■ 課題の目的:
以下のデータの全行を、一字一句変えずにそのまま書き出す。画像は解答に含めない。
○ ○ ○
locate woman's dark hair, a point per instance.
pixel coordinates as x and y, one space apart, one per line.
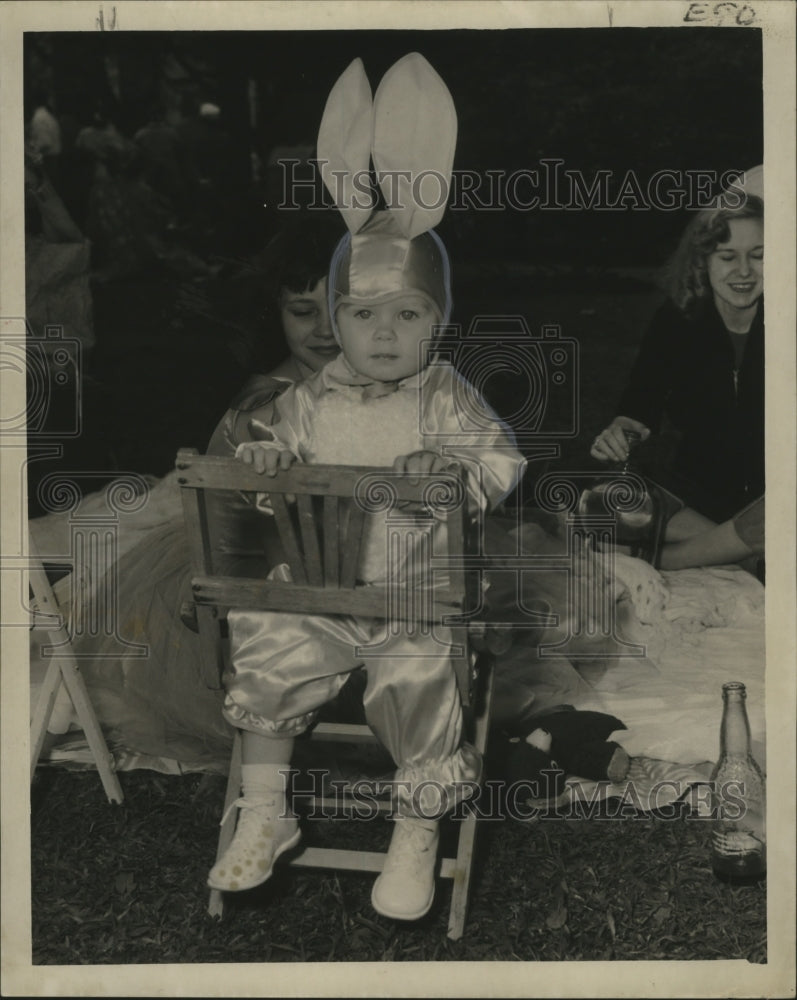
298 257
685 277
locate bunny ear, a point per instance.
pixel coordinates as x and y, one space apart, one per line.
415 131
344 145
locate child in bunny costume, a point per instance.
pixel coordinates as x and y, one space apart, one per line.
384 401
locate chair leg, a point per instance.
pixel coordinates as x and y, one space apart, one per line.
216 901
76 688
466 843
42 713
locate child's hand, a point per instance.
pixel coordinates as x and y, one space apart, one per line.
265 460
420 463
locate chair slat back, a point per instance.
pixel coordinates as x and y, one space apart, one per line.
320 513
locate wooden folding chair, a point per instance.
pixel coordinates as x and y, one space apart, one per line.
63 670
320 512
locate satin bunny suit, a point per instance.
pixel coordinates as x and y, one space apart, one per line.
285 667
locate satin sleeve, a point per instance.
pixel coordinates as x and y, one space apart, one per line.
460 425
290 430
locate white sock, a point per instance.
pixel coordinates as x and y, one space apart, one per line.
262 780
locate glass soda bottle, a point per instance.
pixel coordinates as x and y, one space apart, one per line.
738 839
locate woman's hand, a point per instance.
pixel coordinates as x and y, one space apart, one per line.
265 459
420 463
611 444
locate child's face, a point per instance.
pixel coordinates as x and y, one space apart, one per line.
384 341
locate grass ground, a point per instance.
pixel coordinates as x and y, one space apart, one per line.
126 884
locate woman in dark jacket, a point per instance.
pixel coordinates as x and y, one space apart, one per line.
701 364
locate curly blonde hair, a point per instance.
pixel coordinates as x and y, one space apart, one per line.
685 276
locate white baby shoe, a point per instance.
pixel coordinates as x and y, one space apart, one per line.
405 887
264 831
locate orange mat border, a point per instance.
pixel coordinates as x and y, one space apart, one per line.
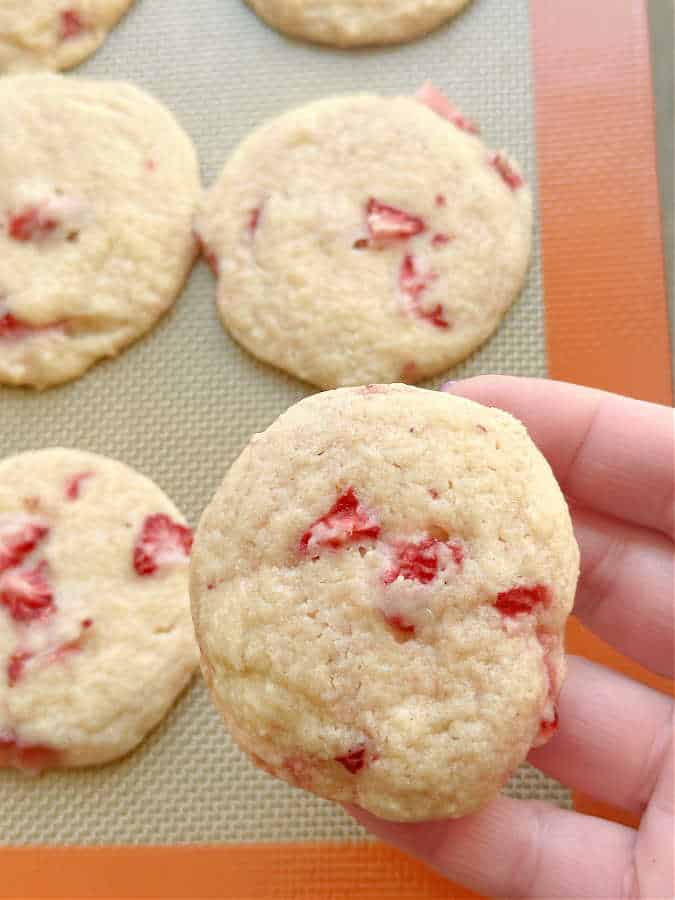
606 324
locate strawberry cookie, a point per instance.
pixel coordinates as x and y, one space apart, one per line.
379 589
96 640
367 239
355 23
54 35
98 190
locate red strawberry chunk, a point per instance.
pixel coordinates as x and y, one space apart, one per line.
347 521
547 727
507 172
30 224
387 222
15 666
438 103
522 600
14 753
161 542
354 759
71 24
18 660
254 220
421 560
413 282
73 485
400 623
26 593
17 540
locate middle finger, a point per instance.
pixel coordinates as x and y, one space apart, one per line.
612 736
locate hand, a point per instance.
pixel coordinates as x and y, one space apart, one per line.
614 459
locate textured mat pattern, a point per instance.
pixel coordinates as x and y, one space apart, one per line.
180 404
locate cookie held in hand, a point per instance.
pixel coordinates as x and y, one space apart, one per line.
380 588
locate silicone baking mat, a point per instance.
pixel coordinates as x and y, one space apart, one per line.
181 403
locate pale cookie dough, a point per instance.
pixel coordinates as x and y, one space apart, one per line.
354 23
366 239
98 191
96 640
54 34
380 588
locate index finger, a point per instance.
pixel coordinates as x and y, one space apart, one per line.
609 453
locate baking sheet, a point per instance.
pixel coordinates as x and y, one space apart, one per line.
182 402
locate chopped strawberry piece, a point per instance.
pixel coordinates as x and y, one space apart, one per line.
26 593
400 623
347 521
161 542
507 172
409 372
387 223
438 103
17 540
12 328
421 561
30 224
354 760
71 24
548 727
73 646
413 282
73 485
253 220
522 600
15 666
16 754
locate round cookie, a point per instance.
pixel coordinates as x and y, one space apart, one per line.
366 239
98 193
379 589
54 35
96 640
355 23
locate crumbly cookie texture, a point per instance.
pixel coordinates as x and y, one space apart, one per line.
54 34
354 23
366 239
379 589
96 640
98 191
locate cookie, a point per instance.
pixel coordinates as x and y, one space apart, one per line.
54 35
366 239
96 640
379 589
355 23
98 191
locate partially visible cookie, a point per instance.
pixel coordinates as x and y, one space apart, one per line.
380 588
98 191
366 239
354 23
54 34
96 640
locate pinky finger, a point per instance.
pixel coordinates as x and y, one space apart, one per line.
517 848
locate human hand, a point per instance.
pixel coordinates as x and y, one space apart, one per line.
614 458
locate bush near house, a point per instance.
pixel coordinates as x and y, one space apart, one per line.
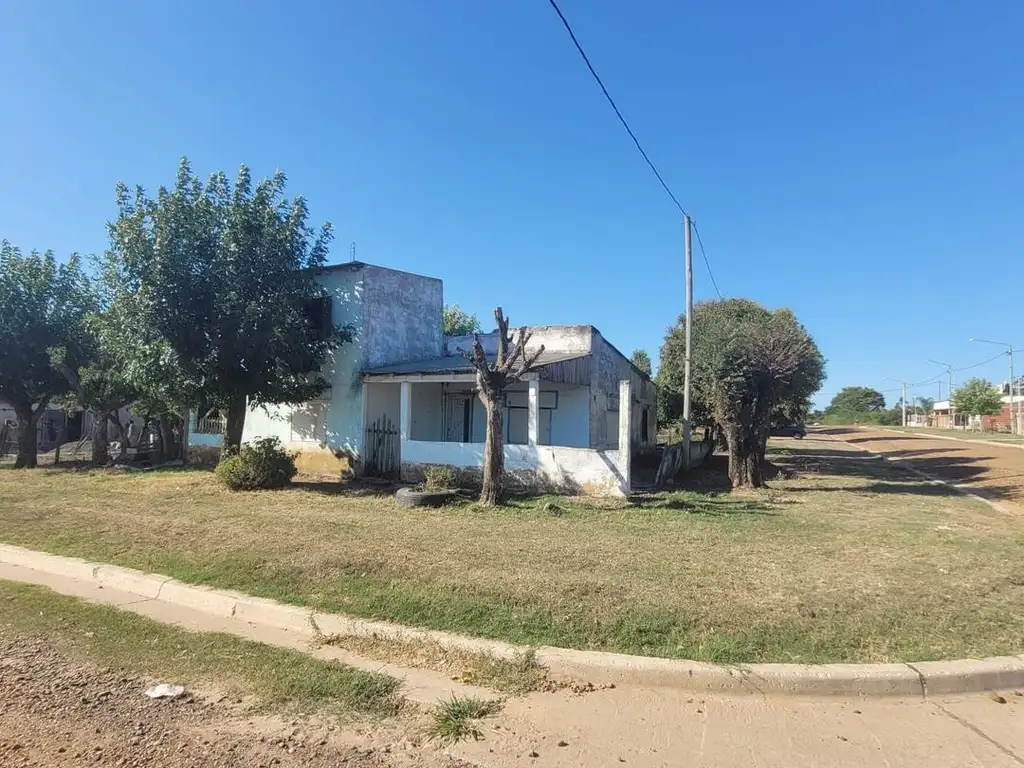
○ ○ ○
■ この課題の解答:
locate woman's dark hair, a point per instance.
pixel coordinates as x and y, one space apart, one per line.
298 257
685 277
locate bunny ear, a point per instance.
pixel coordinates as x and y, one space apart, one per line.
415 131
344 145
locate child in bunny costume, a point per instance.
pixel coordinates as x and y, one space apart, one per line.
384 401
locate chair leg, a point per instance.
pixel coordinates as x and y, one space apart, one per line.
216 901
76 688
466 843
42 713
locate child's hand, a point per instance.
pixel coordinates as x and y, one space apart, one per line.
265 460
420 463
locate chair slat back, a point per instance.
pixel coordinates as x and y, one space apart, one per line.
320 513
locate wooden folding chair, a point per instance.
pixel coordinates as x and y, one space apart, one per line.
63 670
320 512
locate satin bunny suit, a point per instance.
pixel coordinates as x and y, one space apart, one per line.
285 667
locate satin sleeve, a point per instance.
pixel coordinates as x and y, one space apart, one per line.
460 425
290 430
locate white sock, a point per instance.
pixel coordinates as x and y, one space apart, one per line.
262 780
locate glass soda bottle, a point per instance.
pixel coordinates as x and y, one space apart, one per line.
738 839
locate woman's hand, a point per instance.
pixel coordinates as x and y, one space apart, one per line.
265 459
420 463
611 444
locate child's face, a point per instance.
pixel coordinates as x and y, one space apart, one per line.
384 341
locate grass ground, a point per instance.
pixel coordinates as x and y, one space apart, one per line.
126 884
locate woman in dark jacket, a point per instance.
pixel coordinates as x and y, one space apart, one per line.
701 364
locate curly blonde hair, a point per instance.
pixel coordinates as x and y, one space apart, one per line.
685 276
locate white baby shoe, a point per instance.
pixel coordinates as x and y, one space apart, one per line.
405 887
264 831
locate orange mat border, a point per instance.
pixel coordinates as x and y, one space apart, one per line.
606 324
locate strawberry cookie, a point per instance.
pixel coordinates as x and y, one space apart, one per line.
379 589
96 640
367 239
355 23
54 35
98 190
locate red strawberry chunk, a point per instance.
pixel coordinates as x and y, one space apart, one per line.
347 521
547 727
507 172
30 224
387 222
15 666
438 103
522 600
14 753
161 542
354 759
71 24
18 660
254 220
421 560
413 282
73 485
400 623
26 593
17 540
locate middle finger, a point per instance.
pixel coordinates as x and y, one space apart, one per line.
612 736
locate hand, a point per instance.
pixel coordinates as x and y, one space apart, one per line.
614 459
locate textured mat pattern, a point per instance.
pixel coordinates as x and y, one space apart, one per line.
180 404
locate cookie held in hand, a point per instance.
pixel coordinates as x and y, one space apart, one per line.
380 588
locate silicone baking mat, a point per instance.
pixel coordinates as x and y, one space apart, one per line.
181 403
locate pale cookie dough, a point per instance.
pixel coordinates as x and y, one space apart, one per line.
354 23
366 239
98 191
96 640
54 34
380 588
locate index finger, a point per instance.
pixel coordinates as x and y, one space apart, one per line.
609 453
locate baking sheet, a point per instance.
pixel coordinates as x and y, one space apart, one per line.
182 402
locate chopped strawberry piece, a point per instance.
pixel coordinates as x and y, one space apart, one per line.
26 593
400 623
347 521
161 542
507 172
409 372
387 223
438 103
17 540
12 328
421 561
30 224
354 760
71 24
548 727
73 646
413 282
73 485
253 220
522 600
15 666
16 754
locate round cookie, a point per instance.
pixel coordinates as x and y, one space apart, one per line.
366 239
98 193
379 589
54 35
96 640
355 23
locate crumbly cookie texture, a point per instance.
pixel coordinates as x and y, one space apart, one per line.
54 34
354 23
366 239
379 589
96 640
98 191
locate cookie, a point per instance.
pixel coordinates as x and y, one space apart, one per line.
54 35
366 239
96 640
379 589
355 23
98 191
locate partially visible cookie, a point per instance.
pixel coordinates as x and y, one space apart, one per line.
380 588
98 191
366 239
354 23
54 34
96 640
locate pinky finger, a point per instance.
pixel coordinates as x and y, one space apart, one per line.
517 848
locate human hand, a point per instance.
pixel coordinates as x and y, one space apart, one per line.
614 458
locate bush near house, a point per instance.
pixel coordinates as x and y, one space apart, one per line.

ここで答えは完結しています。